Task description: Search the entries below for "blouse". Report each line where it occurs.

··········

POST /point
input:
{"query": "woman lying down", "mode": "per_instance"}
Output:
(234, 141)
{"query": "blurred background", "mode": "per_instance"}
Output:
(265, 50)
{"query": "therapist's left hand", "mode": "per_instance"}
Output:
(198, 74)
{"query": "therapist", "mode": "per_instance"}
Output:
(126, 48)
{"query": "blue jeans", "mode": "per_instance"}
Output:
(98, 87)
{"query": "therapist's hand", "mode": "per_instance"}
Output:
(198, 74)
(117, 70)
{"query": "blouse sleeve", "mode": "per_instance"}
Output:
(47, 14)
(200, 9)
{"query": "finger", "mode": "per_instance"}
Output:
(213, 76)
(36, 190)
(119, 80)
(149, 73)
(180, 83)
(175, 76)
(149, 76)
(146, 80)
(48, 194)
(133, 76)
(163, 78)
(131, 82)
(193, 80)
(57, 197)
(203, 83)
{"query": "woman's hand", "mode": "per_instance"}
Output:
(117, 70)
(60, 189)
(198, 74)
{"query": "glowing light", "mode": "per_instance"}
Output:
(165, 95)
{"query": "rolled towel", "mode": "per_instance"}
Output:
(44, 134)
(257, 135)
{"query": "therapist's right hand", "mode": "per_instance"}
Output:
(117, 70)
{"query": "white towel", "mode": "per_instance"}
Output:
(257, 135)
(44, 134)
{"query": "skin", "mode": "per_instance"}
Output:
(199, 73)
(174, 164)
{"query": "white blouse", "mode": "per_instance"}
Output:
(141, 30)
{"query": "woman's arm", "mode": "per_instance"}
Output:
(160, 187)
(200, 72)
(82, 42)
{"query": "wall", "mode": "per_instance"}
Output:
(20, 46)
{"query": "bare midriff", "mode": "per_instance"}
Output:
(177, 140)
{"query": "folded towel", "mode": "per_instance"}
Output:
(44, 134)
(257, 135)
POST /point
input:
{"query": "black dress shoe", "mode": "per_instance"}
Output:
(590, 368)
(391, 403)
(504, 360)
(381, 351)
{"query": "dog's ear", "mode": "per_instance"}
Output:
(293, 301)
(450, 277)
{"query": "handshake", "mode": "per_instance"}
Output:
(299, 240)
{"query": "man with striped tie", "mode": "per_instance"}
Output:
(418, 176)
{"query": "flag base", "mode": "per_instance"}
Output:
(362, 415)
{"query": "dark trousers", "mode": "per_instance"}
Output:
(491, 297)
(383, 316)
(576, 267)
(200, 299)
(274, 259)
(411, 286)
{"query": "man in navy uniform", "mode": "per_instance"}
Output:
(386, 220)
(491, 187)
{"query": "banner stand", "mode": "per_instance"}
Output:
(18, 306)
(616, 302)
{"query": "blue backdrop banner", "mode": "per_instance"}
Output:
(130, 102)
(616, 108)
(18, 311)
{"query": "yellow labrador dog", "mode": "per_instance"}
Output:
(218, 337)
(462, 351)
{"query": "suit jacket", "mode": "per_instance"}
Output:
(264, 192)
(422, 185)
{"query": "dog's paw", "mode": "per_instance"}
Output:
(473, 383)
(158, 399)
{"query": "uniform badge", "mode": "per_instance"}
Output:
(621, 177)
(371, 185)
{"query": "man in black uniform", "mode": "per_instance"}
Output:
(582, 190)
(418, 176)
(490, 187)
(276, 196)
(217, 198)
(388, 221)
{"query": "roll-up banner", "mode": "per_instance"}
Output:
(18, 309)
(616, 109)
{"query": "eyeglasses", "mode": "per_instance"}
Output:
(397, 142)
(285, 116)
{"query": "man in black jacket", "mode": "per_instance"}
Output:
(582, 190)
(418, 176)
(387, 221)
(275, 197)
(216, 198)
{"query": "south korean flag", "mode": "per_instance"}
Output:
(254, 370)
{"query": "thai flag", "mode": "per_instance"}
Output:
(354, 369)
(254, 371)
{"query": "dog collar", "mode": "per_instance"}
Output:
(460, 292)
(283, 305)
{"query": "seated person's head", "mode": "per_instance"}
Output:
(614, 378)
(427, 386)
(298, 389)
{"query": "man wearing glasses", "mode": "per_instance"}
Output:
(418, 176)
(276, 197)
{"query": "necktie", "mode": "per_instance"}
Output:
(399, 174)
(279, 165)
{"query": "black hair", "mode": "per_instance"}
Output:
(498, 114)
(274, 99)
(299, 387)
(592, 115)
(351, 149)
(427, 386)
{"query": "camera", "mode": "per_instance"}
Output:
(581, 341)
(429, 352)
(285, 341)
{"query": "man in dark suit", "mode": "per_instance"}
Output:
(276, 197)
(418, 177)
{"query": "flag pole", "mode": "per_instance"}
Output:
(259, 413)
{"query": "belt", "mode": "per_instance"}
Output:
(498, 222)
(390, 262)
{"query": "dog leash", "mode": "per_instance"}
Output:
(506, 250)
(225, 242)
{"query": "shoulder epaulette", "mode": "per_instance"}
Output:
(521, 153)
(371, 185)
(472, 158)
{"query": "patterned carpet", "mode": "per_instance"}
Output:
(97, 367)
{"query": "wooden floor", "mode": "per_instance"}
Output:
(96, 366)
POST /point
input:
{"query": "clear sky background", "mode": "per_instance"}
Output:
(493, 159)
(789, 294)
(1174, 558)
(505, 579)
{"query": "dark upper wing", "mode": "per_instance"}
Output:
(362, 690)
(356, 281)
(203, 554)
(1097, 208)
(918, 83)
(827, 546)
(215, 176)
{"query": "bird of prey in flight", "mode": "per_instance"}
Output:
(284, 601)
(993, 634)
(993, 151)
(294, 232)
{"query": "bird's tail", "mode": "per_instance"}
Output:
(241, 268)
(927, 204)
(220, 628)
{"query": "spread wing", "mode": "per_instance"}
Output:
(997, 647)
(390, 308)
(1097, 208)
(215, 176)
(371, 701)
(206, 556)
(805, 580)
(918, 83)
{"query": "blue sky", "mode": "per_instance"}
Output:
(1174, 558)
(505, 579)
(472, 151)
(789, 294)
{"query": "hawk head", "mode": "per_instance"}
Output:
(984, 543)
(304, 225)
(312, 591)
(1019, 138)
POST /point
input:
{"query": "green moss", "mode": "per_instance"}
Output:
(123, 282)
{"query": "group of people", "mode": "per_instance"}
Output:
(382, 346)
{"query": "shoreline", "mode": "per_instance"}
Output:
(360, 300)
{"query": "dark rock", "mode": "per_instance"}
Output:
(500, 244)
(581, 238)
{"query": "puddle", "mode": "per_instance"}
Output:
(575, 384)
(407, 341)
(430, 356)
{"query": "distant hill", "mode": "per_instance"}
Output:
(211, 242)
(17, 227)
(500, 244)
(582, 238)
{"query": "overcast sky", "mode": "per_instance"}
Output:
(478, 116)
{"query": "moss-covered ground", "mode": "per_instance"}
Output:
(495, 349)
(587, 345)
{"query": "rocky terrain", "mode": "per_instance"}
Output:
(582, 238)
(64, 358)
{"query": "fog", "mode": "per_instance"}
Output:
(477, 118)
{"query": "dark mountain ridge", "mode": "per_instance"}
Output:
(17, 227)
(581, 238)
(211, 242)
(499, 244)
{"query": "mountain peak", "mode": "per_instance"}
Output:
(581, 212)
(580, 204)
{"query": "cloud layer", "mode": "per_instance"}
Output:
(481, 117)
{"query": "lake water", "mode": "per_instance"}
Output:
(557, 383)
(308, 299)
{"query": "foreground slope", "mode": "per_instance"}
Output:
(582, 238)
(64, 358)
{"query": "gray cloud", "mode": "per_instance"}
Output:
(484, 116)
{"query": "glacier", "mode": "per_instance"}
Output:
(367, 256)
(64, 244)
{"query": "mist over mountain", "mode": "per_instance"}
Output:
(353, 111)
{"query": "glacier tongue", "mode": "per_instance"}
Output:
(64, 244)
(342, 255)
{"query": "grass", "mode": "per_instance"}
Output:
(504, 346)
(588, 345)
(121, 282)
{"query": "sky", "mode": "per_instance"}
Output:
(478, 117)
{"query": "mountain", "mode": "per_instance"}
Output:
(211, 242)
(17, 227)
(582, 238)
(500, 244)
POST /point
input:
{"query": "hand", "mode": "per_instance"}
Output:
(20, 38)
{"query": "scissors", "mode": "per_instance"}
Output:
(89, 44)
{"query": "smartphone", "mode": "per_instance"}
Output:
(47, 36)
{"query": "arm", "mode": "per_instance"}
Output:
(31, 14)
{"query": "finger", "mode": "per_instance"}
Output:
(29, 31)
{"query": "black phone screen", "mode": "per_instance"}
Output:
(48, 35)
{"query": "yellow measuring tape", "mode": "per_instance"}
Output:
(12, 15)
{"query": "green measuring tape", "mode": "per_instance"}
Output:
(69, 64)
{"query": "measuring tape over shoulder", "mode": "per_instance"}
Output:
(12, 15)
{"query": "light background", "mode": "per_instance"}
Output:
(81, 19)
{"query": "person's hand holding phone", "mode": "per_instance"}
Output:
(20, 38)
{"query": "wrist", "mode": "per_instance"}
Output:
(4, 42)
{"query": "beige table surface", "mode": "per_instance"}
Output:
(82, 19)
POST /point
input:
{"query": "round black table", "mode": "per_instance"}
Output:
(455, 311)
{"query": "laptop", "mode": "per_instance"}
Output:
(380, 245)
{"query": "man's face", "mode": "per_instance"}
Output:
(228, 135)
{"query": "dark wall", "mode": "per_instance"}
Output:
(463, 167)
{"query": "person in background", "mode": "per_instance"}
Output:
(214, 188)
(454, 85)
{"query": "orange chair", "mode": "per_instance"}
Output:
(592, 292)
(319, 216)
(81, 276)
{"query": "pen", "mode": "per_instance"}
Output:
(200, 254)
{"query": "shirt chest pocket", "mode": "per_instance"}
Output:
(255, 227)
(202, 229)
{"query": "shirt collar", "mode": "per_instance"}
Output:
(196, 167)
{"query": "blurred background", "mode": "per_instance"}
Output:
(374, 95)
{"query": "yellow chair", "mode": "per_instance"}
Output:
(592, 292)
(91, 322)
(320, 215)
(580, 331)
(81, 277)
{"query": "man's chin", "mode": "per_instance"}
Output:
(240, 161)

··········

Task output:
{"query": "blouse sleeve", "mode": "per_instance"}
{"query": "white blouse", "mode": "per_instance"}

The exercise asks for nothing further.